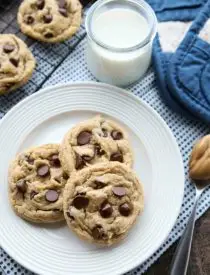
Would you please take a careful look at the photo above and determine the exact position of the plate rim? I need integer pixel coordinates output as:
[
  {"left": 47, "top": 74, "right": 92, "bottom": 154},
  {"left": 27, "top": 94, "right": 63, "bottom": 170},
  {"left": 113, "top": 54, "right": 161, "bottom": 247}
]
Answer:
[{"left": 0, "top": 81, "right": 185, "bottom": 274}]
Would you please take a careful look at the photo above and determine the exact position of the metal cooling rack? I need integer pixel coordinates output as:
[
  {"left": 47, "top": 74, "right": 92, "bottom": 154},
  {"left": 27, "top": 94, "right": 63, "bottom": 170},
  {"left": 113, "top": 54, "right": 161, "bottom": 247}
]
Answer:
[{"left": 0, "top": 0, "right": 94, "bottom": 118}]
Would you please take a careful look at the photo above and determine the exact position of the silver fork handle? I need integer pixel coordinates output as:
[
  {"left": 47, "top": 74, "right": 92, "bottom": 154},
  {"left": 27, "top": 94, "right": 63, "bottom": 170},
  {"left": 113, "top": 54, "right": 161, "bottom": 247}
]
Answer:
[{"left": 169, "top": 190, "right": 202, "bottom": 275}]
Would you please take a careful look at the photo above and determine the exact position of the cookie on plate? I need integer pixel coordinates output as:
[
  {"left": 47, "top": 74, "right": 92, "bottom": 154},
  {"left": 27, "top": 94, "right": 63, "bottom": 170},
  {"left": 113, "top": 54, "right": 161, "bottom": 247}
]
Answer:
[
  {"left": 64, "top": 162, "right": 144, "bottom": 246},
  {"left": 60, "top": 116, "right": 133, "bottom": 174},
  {"left": 18, "top": 0, "right": 82, "bottom": 43},
  {"left": 0, "top": 34, "right": 35, "bottom": 94},
  {"left": 9, "top": 144, "right": 67, "bottom": 223}
]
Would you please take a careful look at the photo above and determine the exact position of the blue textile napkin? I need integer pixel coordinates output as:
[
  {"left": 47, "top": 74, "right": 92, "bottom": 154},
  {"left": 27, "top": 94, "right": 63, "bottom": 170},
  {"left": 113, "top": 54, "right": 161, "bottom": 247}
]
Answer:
[
  {"left": 147, "top": 0, "right": 206, "bottom": 118},
  {"left": 167, "top": 1, "right": 210, "bottom": 123}
]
..........
STATED TASK
Write the listing out a second time exactly, dropping all images.

FULL SOLUTION
Would you please take a careful look at the photo above and determine the exact position of the plate rim? I need integer pixel coordinates output as:
[
  {"left": 47, "top": 74, "right": 92, "bottom": 154},
  {"left": 27, "top": 94, "right": 63, "bottom": 170},
  {"left": 113, "top": 54, "right": 161, "bottom": 247}
]
Answer:
[{"left": 0, "top": 81, "right": 185, "bottom": 274}]
Would you please take a careful look at the photo above and determine the exact position of the metal cooling rack? I need integer pixel coordinates output as:
[
  {"left": 47, "top": 74, "right": 92, "bottom": 154},
  {"left": 27, "top": 94, "right": 63, "bottom": 170},
  {"left": 113, "top": 54, "right": 161, "bottom": 247}
]
Answer:
[{"left": 0, "top": 0, "right": 94, "bottom": 118}]
Would you please take a careful look at the photo above and determine the exact position of the silver fork handle? I need integer pixel coordinates output as:
[
  {"left": 47, "top": 74, "right": 92, "bottom": 154},
  {"left": 27, "top": 94, "right": 63, "bottom": 170},
  {"left": 113, "top": 54, "right": 161, "bottom": 247}
]
Answer:
[{"left": 169, "top": 190, "right": 202, "bottom": 275}]
Would you please take a careful look at the photo above and determine the exact position of the cookie on plate? I need integer pixel coordinates output as:
[
  {"left": 47, "top": 74, "right": 92, "bottom": 154},
  {"left": 27, "top": 94, "right": 63, "bottom": 170},
  {"left": 113, "top": 54, "right": 161, "bottom": 247}
]
Answer:
[
  {"left": 64, "top": 162, "right": 144, "bottom": 246},
  {"left": 60, "top": 116, "right": 133, "bottom": 174},
  {"left": 18, "top": 0, "right": 82, "bottom": 43},
  {"left": 0, "top": 34, "right": 35, "bottom": 94},
  {"left": 9, "top": 144, "right": 67, "bottom": 223}
]
Would you please take a careful look at the photo above and determine the exact position of the blue textile napkin? I need integer pixel coordinates output as:
[
  {"left": 47, "top": 74, "right": 92, "bottom": 154},
  {"left": 27, "top": 94, "right": 63, "bottom": 170},
  {"left": 113, "top": 54, "right": 161, "bottom": 247}
]
Answer:
[
  {"left": 147, "top": 0, "right": 206, "bottom": 118},
  {"left": 167, "top": 1, "right": 210, "bottom": 123}
]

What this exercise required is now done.